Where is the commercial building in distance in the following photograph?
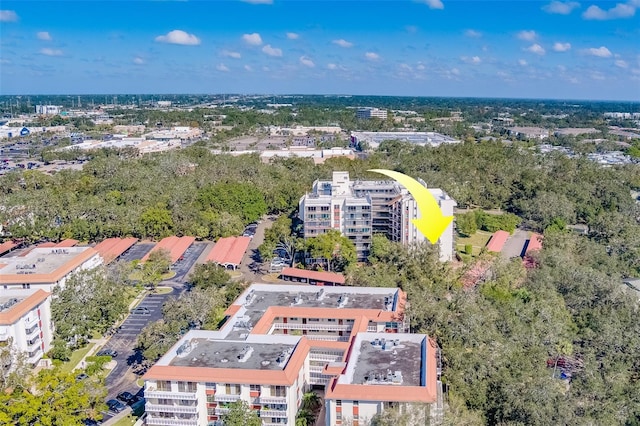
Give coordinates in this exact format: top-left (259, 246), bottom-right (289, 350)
top-left (0, 290), bottom-right (53, 369)
top-left (0, 247), bottom-right (103, 296)
top-left (36, 105), bottom-right (62, 115)
top-left (298, 172), bottom-right (456, 261)
top-left (351, 132), bottom-right (460, 149)
top-left (144, 284), bottom-right (442, 426)
top-left (356, 108), bottom-right (387, 120)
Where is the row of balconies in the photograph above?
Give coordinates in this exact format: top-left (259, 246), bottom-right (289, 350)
top-left (146, 413), bottom-right (198, 426)
top-left (273, 322), bottom-right (352, 331)
top-left (144, 387), bottom-right (198, 401)
top-left (144, 402), bottom-right (198, 414)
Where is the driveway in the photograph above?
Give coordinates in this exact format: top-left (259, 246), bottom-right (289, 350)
top-left (500, 229), bottom-right (529, 259)
top-left (119, 243), bottom-right (156, 262)
top-left (238, 216), bottom-right (276, 282)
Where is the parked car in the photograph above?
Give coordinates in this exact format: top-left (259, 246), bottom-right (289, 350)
top-left (116, 392), bottom-right (138, 405)
top-left (131, 306), bottom-right (151, 315)
top-left (107, 399), bottom-right (127, 413)
top-left (96, 349), bottom-right (118, 358)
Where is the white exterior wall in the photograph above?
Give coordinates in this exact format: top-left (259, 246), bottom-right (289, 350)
top-left (0, 296), bottom-right (53, 365)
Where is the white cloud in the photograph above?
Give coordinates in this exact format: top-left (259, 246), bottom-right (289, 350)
top-left (418, 0), bottom-right (444, 9)
top-left (262, 44), bottom-right (282, 57)
top-left (518, 30), bottom-right (538, 41)
top-left (242, 33), bottom-right (262, 46)
top-left (40, 47), bottom-right (62, 56)
top-left (553, 42), bottom-right (571, 52)
top-left (0, 10), bottom-right (18, 22)
top-left (460, 56), bottom-right (482, 65)
top-left (584, 46), bottom-right (612, 58)
top-left (300, 56), bottom-right (316, 68)
top-left (542, 0), bottom-right (580, 15)
top-left (156, 30), bottom-right (200, 46)
top-left (222, 50), bottom-right (242, 59)
top-left (582, 0), bottom-right (640, 21)
top-left (36, 31), bottom-right (53, 41)
top-left (525, 43), bottom-right (546, 55)
top-left (331, 38), bottom-right (353, 47)
top-left (464, 29), bottom-right (482, 38)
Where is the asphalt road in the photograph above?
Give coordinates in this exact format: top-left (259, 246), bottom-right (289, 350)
top-left (119, 243), bottom-right (156, 262)
top-left (171, 241), bottom-right (208, 282)
top-left (103, 243), bottom-right (207, 421)
top-left (501, 229), bottom-right (529, 259)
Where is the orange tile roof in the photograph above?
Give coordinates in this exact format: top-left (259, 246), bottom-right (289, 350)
top-left (487, 231), bottom-right (510, 253)
top-left (2, 247), bottom-right (98, 284)
top-left (205, 237), bottom-right (251, 265)
top-left (325, 337), bottom-right (437, 403)
top-left (54, 238), bottom-right (79, 247)
top-left (525, 233), bottom-right (542, 254)
top-left (0, 290), bottom-right (51, 325)
top-left (280, 267), bottom-right (345, 284)
top-left (140, 235), bottom-right (196, 263)
top-left (93, 237), bottom-right (138, 263)
top-left (0, 240), bottom-right (20, 255)
top-left (251, 306), bottom-right (403, 334)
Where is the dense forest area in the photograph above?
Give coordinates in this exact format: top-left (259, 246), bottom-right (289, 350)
top-left (0, 142), bottom-right (640, 425)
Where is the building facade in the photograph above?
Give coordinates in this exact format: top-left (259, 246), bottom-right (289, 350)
top-left (356, 108), bottom-right (387, 120)
top-left (0, 247), bottom-right (102, 296)
top-left (0, 290), bottom-right (53, 366)
top-left (144, 284), bottom-right (441, 426)
top-left (298, 172), bottom-right (456, 261)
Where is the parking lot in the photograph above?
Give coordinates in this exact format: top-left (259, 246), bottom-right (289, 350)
top-left (171, 241), bottom-right (208, 282)
top-left (119, 243), bottom-right (156, 262)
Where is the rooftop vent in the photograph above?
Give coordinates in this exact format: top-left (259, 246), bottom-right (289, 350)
top-left (0, 297), bottom-right (18, 312)
top-left (237, 345), bottom-right (253, 362)
top-left (338, 293), bottom-right (349, 308)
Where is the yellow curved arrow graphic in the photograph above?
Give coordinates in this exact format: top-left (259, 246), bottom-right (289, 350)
top-left (369, 169), bottom-right (453, 244)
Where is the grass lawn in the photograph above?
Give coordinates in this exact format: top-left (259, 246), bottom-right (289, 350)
top-left (113, 414), bottom-right (138, 426)
top-left (456, 231), bottom-right (492, 255)
top-left (60, 343), bottom-right (94, 372)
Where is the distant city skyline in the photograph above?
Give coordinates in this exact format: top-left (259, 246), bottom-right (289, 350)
top-left (0, 0), bottom-right (640, 101)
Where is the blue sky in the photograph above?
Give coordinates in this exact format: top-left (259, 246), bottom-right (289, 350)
top-left (0, 0), bottom-right (640, 100)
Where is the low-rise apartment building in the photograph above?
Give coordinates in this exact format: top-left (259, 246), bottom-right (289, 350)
top-left (0, 247), bottom-right (102, 296)
top-left (144, 284), bottom-right (441, 426)
top-left (0, 290), bottom-right (53, 368)
top-left (298, 172), bottom-right (456, 261)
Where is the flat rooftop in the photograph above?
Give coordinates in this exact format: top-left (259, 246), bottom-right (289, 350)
top-left (0, 247), bottom-right (90, 281)
top-left (0, 295), bottom-right (27, 312)
top-left (338, 333), bottom-right (427, 386)
top-left (169, 339), bottom-right (295, 371)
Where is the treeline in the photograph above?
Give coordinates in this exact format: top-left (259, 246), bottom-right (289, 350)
top-left (0, 142), bottom-right (640, 273)
top-left (348, 235), bottom-right (640, 425)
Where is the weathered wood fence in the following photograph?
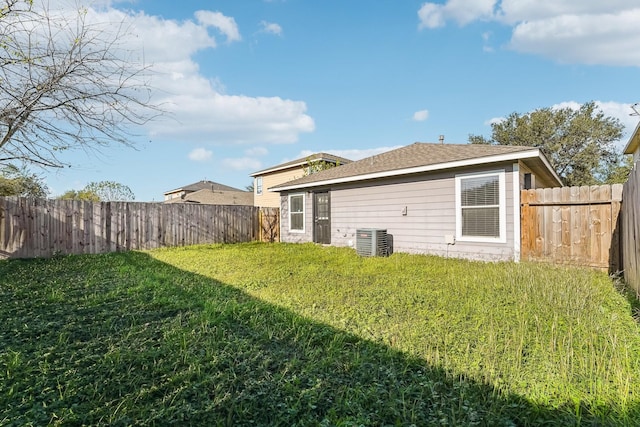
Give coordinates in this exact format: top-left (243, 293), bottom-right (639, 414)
top-left (0, 197), bottom-right (279, 258)
top-left (621, 163), bottom-right (640, 298)
top-left (520, 184), bottom-right (626, 272)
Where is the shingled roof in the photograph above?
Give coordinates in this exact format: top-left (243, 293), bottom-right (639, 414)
top-left (164, 180), bottom-right (243, 194)
top-left (249, 153), bottom-right (352, 176)
top-left (269, 142), bottom-right (561, 191)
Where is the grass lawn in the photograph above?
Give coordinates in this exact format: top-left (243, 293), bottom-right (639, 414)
top-left (0, 243), bottom-right (640, 426)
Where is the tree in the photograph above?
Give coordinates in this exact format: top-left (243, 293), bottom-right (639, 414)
top-left (469, 102), bottom-right (624, 186)
top-left (0, 0), bottom-right (159, 171)
top-left (605, 155), bottom-right (633, 184)
top-left (84, 181), bottom-right (136, 202)
top-left (58, 181), bottom-right (135, 202)
top-left (58, 190), bottom-right (100, 202)
top-left (302, 157), bottom-right (340, 176)
top-left (0, 165), bottom-right (49, 199)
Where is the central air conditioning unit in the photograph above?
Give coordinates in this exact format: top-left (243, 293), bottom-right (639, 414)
top-left (356, 228), bottom-right (389, 256)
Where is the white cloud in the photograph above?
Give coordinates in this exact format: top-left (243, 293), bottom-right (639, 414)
top-left (418, 0), bottom-right (496, 28)
top-left (222, 157), bottom-right (262, 171)
top-left (418, 0), bottom-right (640, 66)
top-left (244, 147), bottom-right (269, 157)
top-left (70, 5), bottom-right (315, 144)
top-left (189, 148), bottom-right (213, 162)
top-left (195, 10), bottom-right (242, 42)
top-left (260, 21), bottom-right (282, 36)
top-left (509, 8), bottom-right (640, 66)
top-left (413, 110), bottom-right (429, 122)
top-left (294, 145), bottom-right (402, 162)
top-left (484, 117), bottom-right (506, 126)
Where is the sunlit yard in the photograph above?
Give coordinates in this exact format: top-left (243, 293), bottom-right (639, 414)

___

» PROBLEM REQUIREMENTS
Starting from the line containing "Where is the tree in the photograph above?" and ending with the final line of the data, reproduce each line exactly as it appears, including no other lines.

» TASK SOLUTION
Where is the tree in the photograph above?
Give coordinates in this exact format: top-left (243, 293), bottom-right (639, 414)
top-left (469, 102), bottom-right (624, 186)
top-left (0, 0), bottom-right (159, 171)
top-left (605, 155), bottom-right (633, 184)
top-left (84, 181), bottom-right (136, 202)
top-left (58, 181), bottom-right (135, 202)
top-left (58, 190), bottom-right (100, 202)
top-left (302, 157), bottom-right (340, 176)
top-left (0, 165), bottom-right (49, 199)
Where is the central air conditioning unit in the photograph above?
Give coordinates in this exact format: top-left (243, 293), bottom-right (639, 414)
top-left (356, 228), bottom-right (389, 256)
Where is the white cloud in the photograph above?
Give coordinates in this exact format: top-left (243, 293), bottom-right (639, 414)
top-left (418, 0), bottom-right (496, 28)
top-left (222, 157), bottom-right (262, 171)
top-left (418, 0), bottom-right (640, 66)
top-left (244, 147), bottom-right (269, 157)
top-left (70, 5), bottom-right (315, 144)
top-left (189, 148), bottom-right (213, 162)
top-left (195, 10), bottom-right (242, 42)
top-left (260, 21), bottom-right (282, 36)
top-left (509, 8), bottom-right (640, 66)
top-left (413, 110), bottom-right (429, 122)
top-left (294, 145), bottom-right (402, 162)
top-left (484, 117), bottom-right (506, 126)
Where is the sunlit yard in the photograph above?
Give coordinates in this exact format: top-left (243, 293), bottom-right (639, 414)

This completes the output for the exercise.